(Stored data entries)
=== Section Start ===
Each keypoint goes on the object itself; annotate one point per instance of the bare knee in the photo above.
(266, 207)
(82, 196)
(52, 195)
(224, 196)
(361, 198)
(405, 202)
=== Section End ===
● What to produce: Each record must be repeated exactly as it is.

● Written solution:
Each keypoint goes on the object itself; annotate one point per instance of the bare knee in the photo above.
(266, 207)
(82, 196)
(52, 195)
(224, 196)
(361, 198)
(405, 202)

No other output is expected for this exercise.